Migrants and refugees from different African nationalities wait for assistance aboard an overcrowded wooden boat, as aid workers of the Spanish NGO Open Arms approach them in the Mediterranean Sea, international waters, at 122 miles off the Libyan coast, Friday, Feb. 12, 2021. Various African migrants drifting in the Mediterranean Sea after fleeing Libya on unseaworthy boats have been rescued. In recent days, the Libyans had already thwarted eight rescue attempts by the Open Arms, a Spanish NGO vessel, harassing and threatening its crew in international waters. (AP Photo)
The February storm is unforgiving, violently shaking the humanitarian rescuers’ vessel as they try to revive a faulty engine and save African migrants drifting in the Mediterranean Sea after fleeing Libya on unseaworthy boats.
Not only must they brave 70 kph (43 mph) winds and 4-meter (13-foot) waves, but also win the race against the Libyan coast guard, which has been trained and equipped by Europe to keep migrants away from its shores.
In recent days, the Libyans had already thwarted eight rescue attempts by the Open Arms, a Spanish NGO vessel, harassing and threatening its crew in the international waters of the central Mediterranean where 160 people have died so far this year.
The latest tragedy took place on Feb. 20, when a rubber boat carrying 120 people started taking in water and waited for hours until a commercial ship in the area arrived to help. Forty-one people drowned, including three children and four women, said the U.N.'s migration agency, the International Organization for Migration.

• [Exercise aim] Decide whether each statement agrees with the Mediterranean rescue report, answering yes or no and quoting the words of the report that settle it. 1. The Libyan coast guard was trained and equipped by Europe. 2. The rubber boat that began taking in water on Feb. 20 was carrying 41 people. 3. The Open Arms boat was photographed 122 kilometers off the Libyan coast. The records are drawn from a different source than the text.

• [Dataset extract]
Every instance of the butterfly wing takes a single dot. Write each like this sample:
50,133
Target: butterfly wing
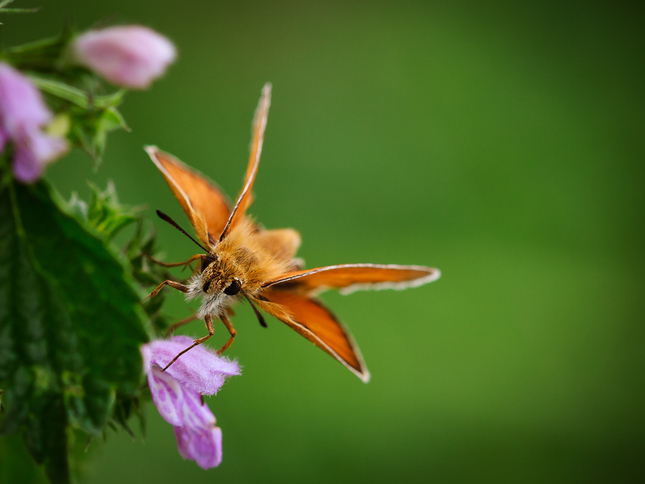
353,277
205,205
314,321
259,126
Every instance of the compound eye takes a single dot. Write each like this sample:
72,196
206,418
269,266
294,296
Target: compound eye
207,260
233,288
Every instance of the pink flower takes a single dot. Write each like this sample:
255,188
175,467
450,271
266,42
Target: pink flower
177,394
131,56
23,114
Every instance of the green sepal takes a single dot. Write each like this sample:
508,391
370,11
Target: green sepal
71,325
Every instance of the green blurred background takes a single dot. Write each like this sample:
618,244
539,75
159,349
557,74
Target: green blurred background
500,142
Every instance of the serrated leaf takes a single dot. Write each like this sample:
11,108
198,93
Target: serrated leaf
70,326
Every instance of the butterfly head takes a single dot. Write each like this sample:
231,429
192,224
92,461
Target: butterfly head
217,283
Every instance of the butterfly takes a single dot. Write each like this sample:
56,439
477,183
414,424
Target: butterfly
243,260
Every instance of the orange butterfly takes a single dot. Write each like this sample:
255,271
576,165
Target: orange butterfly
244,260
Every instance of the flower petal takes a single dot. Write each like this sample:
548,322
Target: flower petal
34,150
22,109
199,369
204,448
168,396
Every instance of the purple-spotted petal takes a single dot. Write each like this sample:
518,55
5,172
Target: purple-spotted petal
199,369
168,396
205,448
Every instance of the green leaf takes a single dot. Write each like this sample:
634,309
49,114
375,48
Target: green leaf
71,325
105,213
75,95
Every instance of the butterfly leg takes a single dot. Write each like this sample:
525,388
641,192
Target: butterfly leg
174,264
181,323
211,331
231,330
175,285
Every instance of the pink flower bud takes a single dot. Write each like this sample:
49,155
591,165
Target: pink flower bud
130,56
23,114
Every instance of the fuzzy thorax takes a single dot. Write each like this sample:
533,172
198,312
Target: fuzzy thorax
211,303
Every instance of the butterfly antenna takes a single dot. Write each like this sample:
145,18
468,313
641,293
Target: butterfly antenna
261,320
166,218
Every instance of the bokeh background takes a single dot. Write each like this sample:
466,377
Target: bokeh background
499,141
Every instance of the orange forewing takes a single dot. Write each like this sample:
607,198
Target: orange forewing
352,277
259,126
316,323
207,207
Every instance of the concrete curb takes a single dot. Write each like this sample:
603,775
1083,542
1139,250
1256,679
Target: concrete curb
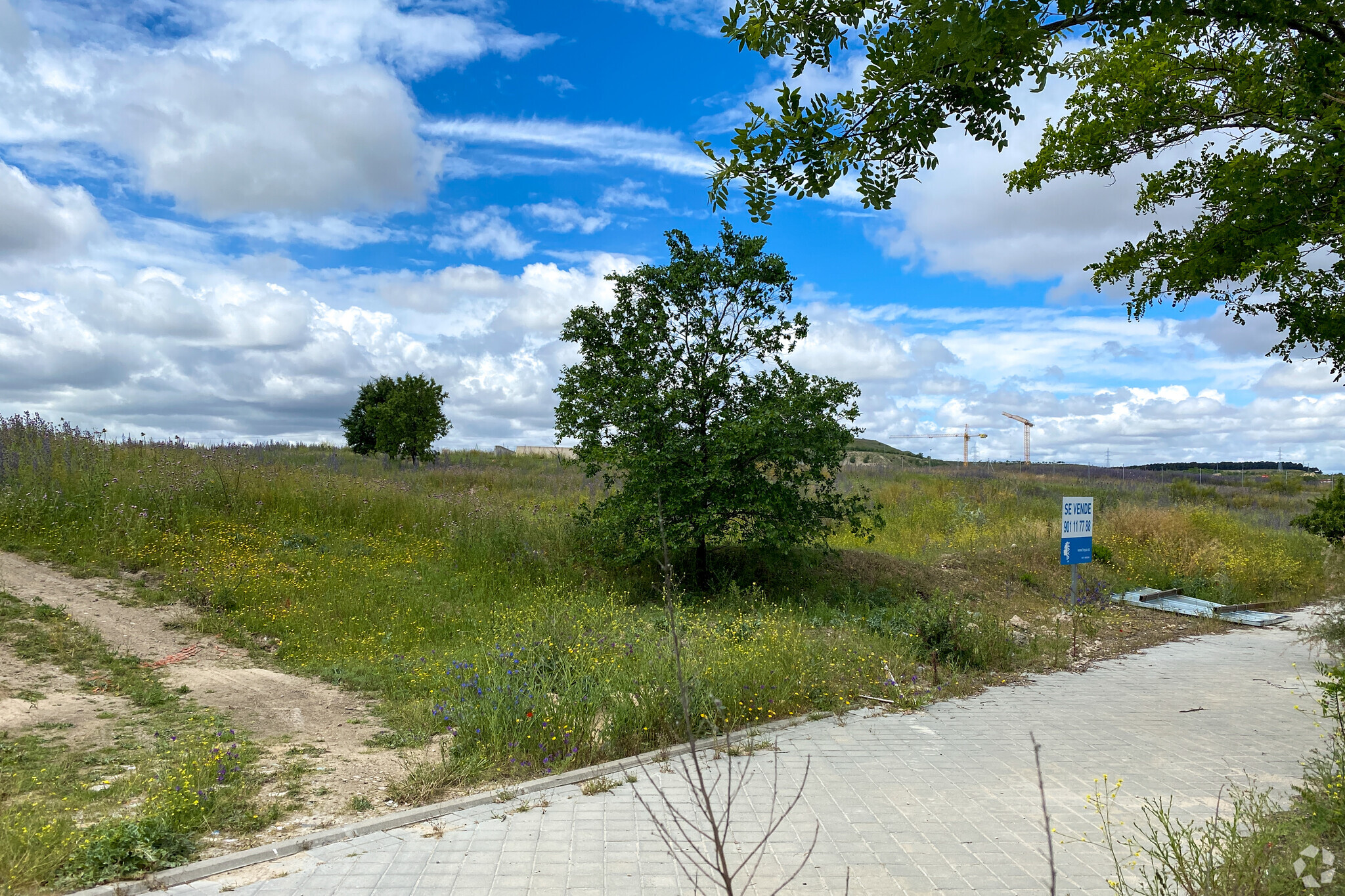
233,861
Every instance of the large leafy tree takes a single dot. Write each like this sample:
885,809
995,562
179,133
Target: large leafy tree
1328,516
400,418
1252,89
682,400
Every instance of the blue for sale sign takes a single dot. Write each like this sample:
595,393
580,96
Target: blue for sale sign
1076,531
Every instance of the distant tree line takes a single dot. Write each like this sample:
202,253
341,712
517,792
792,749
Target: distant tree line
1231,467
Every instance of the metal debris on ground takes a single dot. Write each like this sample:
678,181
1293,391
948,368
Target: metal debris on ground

• [Solved problem]
1. Yes: "which has been trained and equipped by Europe to keep migrants away from its shores"
2. No: "a rubber boat carrying 120 people started taking in water"
3. No: "at 122 miles off the Libyan coast"